Top of Document section

Medicare, Medicaid, & Nationalized Healthcare

I’m lumping all three of these together, and calling the ACA/Obamacare/Trumpcare what it really is…..a slow march toward nationalized healthcare (not saying that is a good or a bad thing).  

If you take nothing else from this section, please remember this……our healthcare expenses in this nation are a symptom of a problem, and not the real problem in and of themselves, and we need to proceed accordingly.

This is one of those issues that I can argue both sides of it and see where each side is coming from. 

Years ago I saw John Stossel do a piece on TV hypothesizing what it would be like if society didn’t have any health insurance whatsoever and we all just had to pay the actual real cost of whatever it is we needed to have done, with the implication that true supply and demand would take over and prices would really come down instead of these over-inflated prices that the medical community charges because they know insurance will either knock it down to a lesser amount or pay for it. 

We tend to forget that health insurance and life insurance are pretty recent inventions in terms of the history of our country and indeed the world.  The piece really got me to thinking.  

Do we undertake more risky lifestyles, largely without even thinking about it, because we know there is a safety net there to catch us if something bad does happen as a result of our choices to not eat healthy, or to smoke, or drink, or other risky behaviors like promiscuity or dangerous sports?  

Early in our history we still had things called debtors prisons, a pretty stupid idea to our modern sensibilities to be sure, but the intent behind them of making individuals responsible for their own life choices is a valid one. 

So how do we make people responsible for their own unhealthy life choices so that they are primarily the ones taking the financial hit when those decisions come home to roost instead of the rest of society?

Kind of like the above mentioned Individual Savings Accounts we would have from birth, I also think we should all start out life with Individual Health Savings Accounts that would operate on pretty much the same principle, with the exception being that kind of like HSA Accounts, you could make withdrawals to pay for legitimate health expenses throughout your life.  

The other wrinkle would be that let’s say someone is a real risk taker in life and doesn’t eat right, doesn’t exercise, drinks, smokes, does drugs, gets STD’s, etc, and they incur healthcare expenses that are more than their IHSA has funds for……then they still get charged for those amounts, and are legally required to pay them off, regardless of how long it takes!

Bottom of Document section

● Exercise requirements:
(a) Translate this sentence from the healthcare essay into Spanish: "So how do we make people responsible for their own unhealthy life choices so that they are primarily the ones taking the financial hit when those decisions come home to roost instead of the rest of society?"
(b) In the healthcare essay, list every risky behavior named in the question that begins "Do we undertake more risky lifestyles".
(c) Carry on the healthcare essay from the point where it ends.
The records aren't needed for any of this work.

Top of Recorded data

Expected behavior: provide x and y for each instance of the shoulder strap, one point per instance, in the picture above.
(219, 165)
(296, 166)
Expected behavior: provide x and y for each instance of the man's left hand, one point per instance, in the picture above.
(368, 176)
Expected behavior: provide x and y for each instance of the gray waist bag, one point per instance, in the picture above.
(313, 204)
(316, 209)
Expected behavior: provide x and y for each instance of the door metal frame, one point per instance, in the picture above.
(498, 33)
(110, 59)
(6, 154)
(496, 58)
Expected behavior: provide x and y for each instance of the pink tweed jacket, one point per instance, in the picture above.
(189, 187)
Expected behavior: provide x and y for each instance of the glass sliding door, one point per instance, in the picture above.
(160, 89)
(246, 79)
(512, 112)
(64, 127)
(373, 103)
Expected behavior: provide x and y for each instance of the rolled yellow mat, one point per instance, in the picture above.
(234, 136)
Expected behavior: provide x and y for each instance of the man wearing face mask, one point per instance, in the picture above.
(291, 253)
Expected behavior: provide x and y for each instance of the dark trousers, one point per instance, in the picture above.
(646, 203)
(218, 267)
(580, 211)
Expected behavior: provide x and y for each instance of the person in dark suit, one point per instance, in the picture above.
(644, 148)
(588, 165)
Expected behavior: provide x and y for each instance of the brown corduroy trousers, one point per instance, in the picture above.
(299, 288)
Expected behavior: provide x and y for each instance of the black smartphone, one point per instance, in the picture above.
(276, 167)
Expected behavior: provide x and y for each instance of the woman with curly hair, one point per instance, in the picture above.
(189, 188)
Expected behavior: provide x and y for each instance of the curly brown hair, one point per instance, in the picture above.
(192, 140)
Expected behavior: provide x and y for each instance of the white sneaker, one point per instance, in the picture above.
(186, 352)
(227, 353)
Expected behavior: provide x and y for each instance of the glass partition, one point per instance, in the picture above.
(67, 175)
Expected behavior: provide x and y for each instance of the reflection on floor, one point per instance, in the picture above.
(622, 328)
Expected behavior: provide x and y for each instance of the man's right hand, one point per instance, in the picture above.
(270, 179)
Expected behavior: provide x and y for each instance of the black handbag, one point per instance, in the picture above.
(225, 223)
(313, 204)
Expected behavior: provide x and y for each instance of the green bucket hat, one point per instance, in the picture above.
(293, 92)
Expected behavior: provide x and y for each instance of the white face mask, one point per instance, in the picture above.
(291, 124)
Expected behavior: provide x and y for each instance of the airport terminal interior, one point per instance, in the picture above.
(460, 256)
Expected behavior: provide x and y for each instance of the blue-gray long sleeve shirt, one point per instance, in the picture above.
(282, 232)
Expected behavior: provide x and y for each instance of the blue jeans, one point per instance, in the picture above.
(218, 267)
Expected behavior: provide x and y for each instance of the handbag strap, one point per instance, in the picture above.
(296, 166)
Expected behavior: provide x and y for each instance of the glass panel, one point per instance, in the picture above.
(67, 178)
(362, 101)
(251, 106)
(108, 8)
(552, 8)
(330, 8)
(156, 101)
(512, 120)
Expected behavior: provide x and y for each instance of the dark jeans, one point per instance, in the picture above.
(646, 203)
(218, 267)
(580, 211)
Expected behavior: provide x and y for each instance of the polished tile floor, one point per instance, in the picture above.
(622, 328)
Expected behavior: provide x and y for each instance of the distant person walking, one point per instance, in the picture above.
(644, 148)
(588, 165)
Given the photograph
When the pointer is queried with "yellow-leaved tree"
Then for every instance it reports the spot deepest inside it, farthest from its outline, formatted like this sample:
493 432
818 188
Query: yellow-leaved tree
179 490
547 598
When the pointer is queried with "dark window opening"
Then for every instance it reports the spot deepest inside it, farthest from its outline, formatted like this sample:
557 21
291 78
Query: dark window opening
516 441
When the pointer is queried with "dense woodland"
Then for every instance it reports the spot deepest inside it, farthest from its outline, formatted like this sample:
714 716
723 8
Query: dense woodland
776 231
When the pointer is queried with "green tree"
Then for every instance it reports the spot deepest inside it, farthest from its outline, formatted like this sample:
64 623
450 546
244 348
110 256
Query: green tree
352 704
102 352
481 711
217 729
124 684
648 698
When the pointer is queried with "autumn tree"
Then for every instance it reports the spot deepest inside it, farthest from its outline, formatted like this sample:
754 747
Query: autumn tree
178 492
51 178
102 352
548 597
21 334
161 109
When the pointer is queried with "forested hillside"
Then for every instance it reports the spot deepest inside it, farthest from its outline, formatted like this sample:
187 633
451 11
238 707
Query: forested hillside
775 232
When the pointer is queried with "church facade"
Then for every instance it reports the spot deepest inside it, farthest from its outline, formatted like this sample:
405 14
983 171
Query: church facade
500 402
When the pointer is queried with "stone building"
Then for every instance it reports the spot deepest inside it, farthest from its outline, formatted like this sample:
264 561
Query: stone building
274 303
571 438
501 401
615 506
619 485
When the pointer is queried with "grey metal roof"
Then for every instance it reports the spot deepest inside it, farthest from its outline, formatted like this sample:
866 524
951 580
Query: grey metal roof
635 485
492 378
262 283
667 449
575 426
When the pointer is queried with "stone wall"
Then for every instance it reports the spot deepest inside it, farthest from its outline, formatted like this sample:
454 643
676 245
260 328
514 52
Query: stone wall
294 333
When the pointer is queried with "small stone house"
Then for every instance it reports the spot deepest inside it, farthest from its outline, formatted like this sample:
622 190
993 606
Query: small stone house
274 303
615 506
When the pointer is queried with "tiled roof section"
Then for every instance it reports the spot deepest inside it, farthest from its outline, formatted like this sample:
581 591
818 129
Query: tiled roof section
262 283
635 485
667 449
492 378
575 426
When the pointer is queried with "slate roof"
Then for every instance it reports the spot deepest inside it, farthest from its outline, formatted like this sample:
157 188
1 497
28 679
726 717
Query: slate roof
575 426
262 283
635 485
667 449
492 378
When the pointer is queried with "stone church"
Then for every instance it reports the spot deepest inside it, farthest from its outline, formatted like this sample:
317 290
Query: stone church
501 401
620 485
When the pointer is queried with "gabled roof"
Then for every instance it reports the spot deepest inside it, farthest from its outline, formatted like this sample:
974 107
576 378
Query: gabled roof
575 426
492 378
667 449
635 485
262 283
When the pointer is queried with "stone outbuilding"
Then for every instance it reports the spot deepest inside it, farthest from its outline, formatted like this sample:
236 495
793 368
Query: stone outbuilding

Bottom of Recorded data

● List of answers:
(a) Entonces, ¿cómo hacemos que las personas sean responsables de sus propias decisiones de vida poco saludables, de modo que sean principalmente ellas quienes reciban el golpe económico cuando esas decisiones tengan consecuencias, en lugar del resto de la sociedad?

(b)
- Not eating healthy
- Smoking
- Drinking
- Promiscuity
- Dangerous sports

(c)
And guess what, if they leave this earth without having paid the balance, then their estate will be required to pay it off prior to their will going into effect, and if their estate cannot cover it, then their next of kin are legally required to take on that debt and pay it.  That will get real skin in the game to make sure our loved ones are living properly and taking care of themselves.  

As for the current system, such as it is, the idea behind Obamacare was a noble one, there were only 2 root problems with it. 

First, it was done along partisan lines, ensuring that the Republicans would do everything they could to undermine it, keep it from succeeding, and ultimately kill it off. 

Second, the sales job on it did not include the hard truth that when you have decades of people living without proper healthcare, getting them onto the system and paying in is only the first step and that costs will probably go up for at least a generation as those unhealthy people are taken care of before costs start to come down again. 

It was totally unrealistic to expect that once Obamacare passed that prices for everyone would start to go down, and it is wrong to believe that somehow it was a failure of the program that prices continued to rise after it was passed (and while Republicans did everything they could to sabotage it and badmouth it for 7 years). 

Ask yourself, how high would prices have risen if Obamacare didn’t exist between 2010 and 2017?  The answer….they would have risen even faster!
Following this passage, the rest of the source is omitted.